* Start Excerpted text *
I can't compare it to HAProxy, but nginx load balancing was probably the simplest and most reliable part of our web infrastructure, and did exactly what we wanted and needed. Never played around with SPDY, but I liked the various options regarding server weighting, SSL termination, and like you mention the ease of configuration. It wasn't too fancy, but solved a problem and solved it well.
Unfortunately we had to switch off of it due to PCI compliance concerns[1], but I'd use it again in a heartbeat.
[1] not because there were actual issues, but because other solutions were fully audited out of the box. I'm hardly surprised that we've had more issues with those solutions than we ever had with nginx, including the time when we barely knew how to configure the thing. One of the unavoidable hazards of PCI Level 1 :( We still use it for the actual web requests quite happily.
I love nginx. You stole the words out of my mouth re: simplicity & stability of nginx for load balancing. If there's one thing you can really nail like a pro while still a rookie (like me) it's configuring nginx to load balance.
We didn't have enough servers behind it to really deal with dead servers, to be honest. Seemed to detect a failed server and route around it quickly enough, and we have monitoring per server in place to go in and reboot the thing or whatever.
The configs are pretty straightforward, but might get a little nuts if you're dealing with hundreds of servers behind the thing. I don't have to wear a sysadmin hat too frequently (thank god) but when I did it was pretty easy to deal with.
Huge fan of the fact that reloading the config would perform a configtest automatically before trying to apply the new settings. I don't know why all software doesn't do this.
I don't know too many details as I wasn't on that side of the PCI audit (more handling the software we write), but my impression was that off-the-shelf hardware was already certified where nginx was not. It was also one less component for us to manage, as we opted for hosting where we manage our web stack and the hosting company deals with the hardware and network.
I've been using it heavily under production loads, and the balancing portion hasn't blinked.
I'm also doing SSL termination at it, so I don't really have any metrics on the balancing in isolation, but for moving 50-100 concurrent connections around it hasn't blinked.
I do really like HAProxy's more flexible up/down monitoring, though. In the past, we've done the trick with separate control connections that we can bring up & down with iptables to shuffle traffic around without any broken connections.
How much traffic are you pushing through it? I've been planning to set up stunnel + HAProxy on separate instances once we're comfortable going with 1.5, but am curious if we could get away terminating SSL on the same instance as HAProxy runs.
* End Excerpted text *
* Start Available data *
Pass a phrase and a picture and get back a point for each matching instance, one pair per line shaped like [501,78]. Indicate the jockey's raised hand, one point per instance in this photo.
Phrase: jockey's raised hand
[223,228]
* End Available data *
— Given instruction A —
Answer these about the nginx load balancing thread:
(i) Why did the first poster's team have to switch off nginx for load balancing?
(ii) What does nginx do automatically when its config is reloaded, before it applies the new settings?
(iii) How many concurrent connections does the poster doing SSL termination say nginx has been moving around?
— Given instruction B —
Resume the thread on nginx load balancing from its last sentence.
The lines above aren't needed here.

— Expected output A —
(i) Because of PCI compliance concerns: other solutions were fully audited out of the box.
(ii) It performs a configtest.
(iii) 50-100 concurrent connections.

— Expected output B —
Nginx has also formed the basis of CloudFoundry's routing tier, and this cloudfoundry.com and appfog.com. Nginx load balancing can be very simple, but you can customize it to your heart's content with Lua [1].
You can also use it for your application tier with Passenger, [U]WSGI, FPM, FCGI...
What does Nginx offer that HAProxy doesn't? We've been using HAProxy 1.4 for over a year now, up to 1500 req/s on a virtual machine. It's the most reliable piece of all of our infrastructure. Hardest part has been tuning the Linux instance for a lot of connections when encountering DDOS attacks and the like.
We also run another HAProxy instance for rate limiting for attacked sites that feeds back into the main load balancer. And this is Layer 7 load balancing including inspecting headers. Never breaks a sweat. 1.5 supports SPDY, which is the last big thing for us (though I need it in the opposite direction from other mentions, used alongside stunnel).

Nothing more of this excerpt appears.